- _PASSAGE FOR REVIEW_:
━━━━
Simrock established his reputation by his excellent modern rendering of Das Nibelungenlied (1827), and of the poems of Walther von der Vogelweide (1833). Among other works translated by him into modern German were the Arme Heinrich of Hartmann von Aue (1830), the Parzival and Titurel of Wolfram von Eschenbach (1842), the Tristan of Gottfried von Strassburg (1855) and the Heldenbuch (1843–1849), which he supplemented with independent poems. Before the publication of this work he had shown an original poetical faculty in Wieland der Schmied (1835); and in 1844 he issued a volume of Gedichte in which there are many good lyrics, romances and ballads. In 1850 appeared Lauda Sion, and in 1857 the Deutsche Sionsharfe, collections of Old German sacred poetry.
━━━━
- _PROVIDED RECORDS_:
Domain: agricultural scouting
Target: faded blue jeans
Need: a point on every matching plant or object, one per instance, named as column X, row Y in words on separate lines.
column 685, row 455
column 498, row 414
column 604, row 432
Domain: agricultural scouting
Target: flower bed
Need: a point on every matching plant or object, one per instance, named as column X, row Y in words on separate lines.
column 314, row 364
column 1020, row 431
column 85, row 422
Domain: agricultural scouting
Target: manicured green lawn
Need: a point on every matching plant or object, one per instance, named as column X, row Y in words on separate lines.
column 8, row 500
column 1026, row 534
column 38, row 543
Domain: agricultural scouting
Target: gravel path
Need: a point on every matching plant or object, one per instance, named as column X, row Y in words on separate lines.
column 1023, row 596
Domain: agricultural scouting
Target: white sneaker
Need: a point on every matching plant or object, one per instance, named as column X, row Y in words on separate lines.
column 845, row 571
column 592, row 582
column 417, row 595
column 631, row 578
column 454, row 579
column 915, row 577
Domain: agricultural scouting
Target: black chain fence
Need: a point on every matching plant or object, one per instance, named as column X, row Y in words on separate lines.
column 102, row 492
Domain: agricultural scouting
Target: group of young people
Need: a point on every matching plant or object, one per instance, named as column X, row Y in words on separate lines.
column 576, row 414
━━━━
- _ACTIONS TO TAKE_:
1. According to the Simrock passage, which of his modern German translations came out in 1855?
2. Echo the Simrock passage between "Simrock established his" and "German sacred poetry.", inclusive.
The data are not needed here.

- _ANSWERS IN ORDER_:
1. The Tristan of Gottfried von Strassburg.

2.
Simrock established his reputation by his excellent modern rendering of Das Nibelungenlied (1827), and of the poems of Walther von der Vogelweide (1833). Among other works translated by him into modern German were the Arme Heinrich of Hartmann von Aue (1830), the Parzival and Titurel of Wolfram von Eschenbach (1842), the Tristan of Gottfried von Strassburg (1855) and the Heldenbuch (1843–1849), which he supplemented with independent poems. Before the publication of this work he had shown an original poetical faculty in Wieland der Schmied (1835); and in 1844 he issued a volume of Gedichte in which there are many good lyrics, romances and ballads. In 1850 appeared Lauda Sion, and in 1857 the Deutsche Sionsharfe, collections of Old German sacred poetry.